Rename "Detection result" to "Detected boxes" everywhere in the listing below, and reproduce every other line unchanged.

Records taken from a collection
** BEGIN **
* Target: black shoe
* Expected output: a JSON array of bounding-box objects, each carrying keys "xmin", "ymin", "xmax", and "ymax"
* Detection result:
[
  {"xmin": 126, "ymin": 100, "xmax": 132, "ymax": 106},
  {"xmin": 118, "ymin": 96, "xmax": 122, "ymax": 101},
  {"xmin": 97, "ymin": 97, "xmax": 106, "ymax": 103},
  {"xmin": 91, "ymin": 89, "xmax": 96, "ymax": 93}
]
** END **
Response>
* Target: black shoe
* Expected output: a JSON array of bounding-box objects, each carrying keys "xmin", "ymin", "xmax", and "ymax"
* Detected boxes:
[
  {"xmin": 126, "ymin": 100, "xmax": 132, "ymax": 106},
  {"xmin": 118, "ymin": 96, "xmax": 122, "ymax": 101},
  {"xmin": 97, "ymin": 97, "xmax": 106, "ymax": 103},
  {"xmin": 91, "ymin": 89, "xmax": 96, "ymax": 93}
]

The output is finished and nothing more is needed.